▶ [Excerpt]
------------------------------
[darcs-users] so long and thanks for all the darcs

Ben Franksen ben.franksen at online.de
Wed Mar 7 13:40:13 UTC 2018


Am 05.03.2018 um 04:40 schrieb Stephen J. Turnbull:
> Executive summary:
> 
> Darcs is an elegant system with a very simple underlying repository
> model (set of patches) and an implementation that is faithful to that
> model.  This makes Darcs easy to understand and use.
> 
> Although git and Mercurial (and Bazaar) share a repository model that
> is somewhat more complex (DAG of versions), only git's implementation
> is faithful with an immutable representation of history.  Mercurial's
> and Bazaar's implementations violate faithfulness and immutability, so
> their designers chose to restrict the operations available for safety
> and simplicity.

Do you have any references supporting this assertion? It is the first
time I have seen it made and are somewhat perplexed (and intrigued).

(edit: you do explain most of it below)

>  Paradoxically, perhaps, I believe this is why git
> dominates the revision control landscape today despite its widely
> reviled UI.

An interesting thought.

>  (I very briefly address the social process that led to
> this outcome.)
> 
> I have two questions about current darcs:
> 
> 1.  How do people handle configuration management?  Just keep separate
> repos for every configuration of the software to be distributed?

Yes, more or less. For small differences I sometimes make a patch with a
'LOCAL DONT PUSH configuration adapted bla bla' prefix and keep it in
the same repo. Such a patch usually commutes with the vast majority of
the development patches, but you have to be careful not to push it by
accident.
------------------------------
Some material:
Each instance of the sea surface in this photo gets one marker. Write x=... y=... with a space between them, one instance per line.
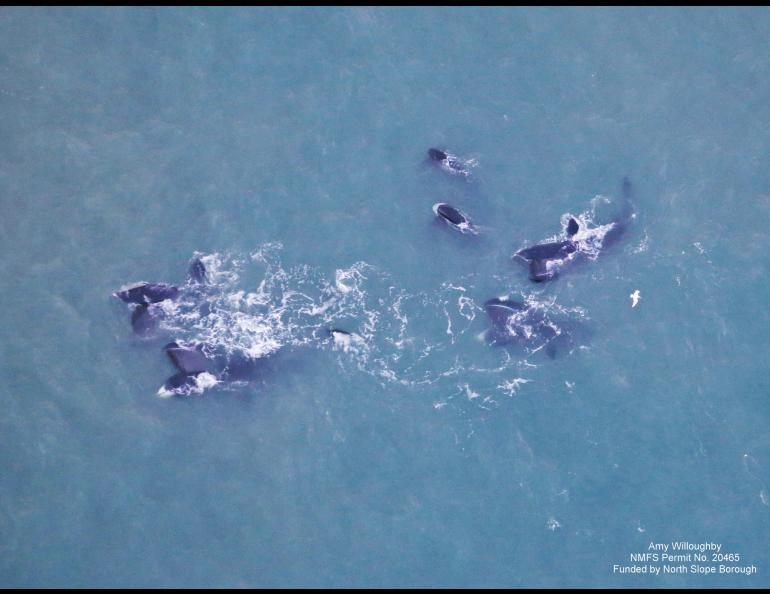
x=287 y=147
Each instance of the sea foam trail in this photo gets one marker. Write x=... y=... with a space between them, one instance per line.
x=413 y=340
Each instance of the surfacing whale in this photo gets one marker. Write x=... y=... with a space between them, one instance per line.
------------------------------
▶ [Problem]
Reproduce the darcs mailing-list message above word for word, from its subject line to its last line.

▶ [Exercise answer]
[darcs-users] so long and thanks for all the darcs

Ben Franksen ben.franksen at online.de
Wed Mar 7 13:40:13 UTC 2018


Am 05.03.2018 um 04:40 schrieb Stephen J. Turnbull:
> Executive summary:
> 
> Darcs is an elegant system with a very simple underlying repository
> model (set of patches) and an implementation that is faithful to that
> model.  This makes Darcs easy to understand and use.
> 
> Although git and Mercurial (and Bazaar) share a repository model that
> is somewhat more complex (DAG of versions), only git's implementation
> is faithful with an immutable representation of history.  Mercurial's
> and Bazaar's implementations violate faithfulness and immutability, so
> their designers chose to restrict the operations available for safety
> and simplicity.

Do you have any references supporting this assertion? It is the first
time I have seen it made and are somewhat perplexed (and intrigued).

(edit: you do explain most of it below)

>  Paradoxically, perhaps, I believe this is why git
> dominates the revision control landscape today despite its widely
> reviled UI.

An interesting thought.

>  (I very briefly address the social process that led to
> this outcome.)
> 
> I have two questions about current darcs:
> 
> 1.  How do people handle configuration management?  Just keep separate
> repos for every configuration of the software to be distributed?

Yes, more or less. For small differences I sometimes make a patch with a
'LOCAL DONT PUSH configuration adapted bla bla' prefix and keep it in
the same repo. Such a patch usually commutes with the vast majority of
the development patches, but you have to be careful not to push it by
accident.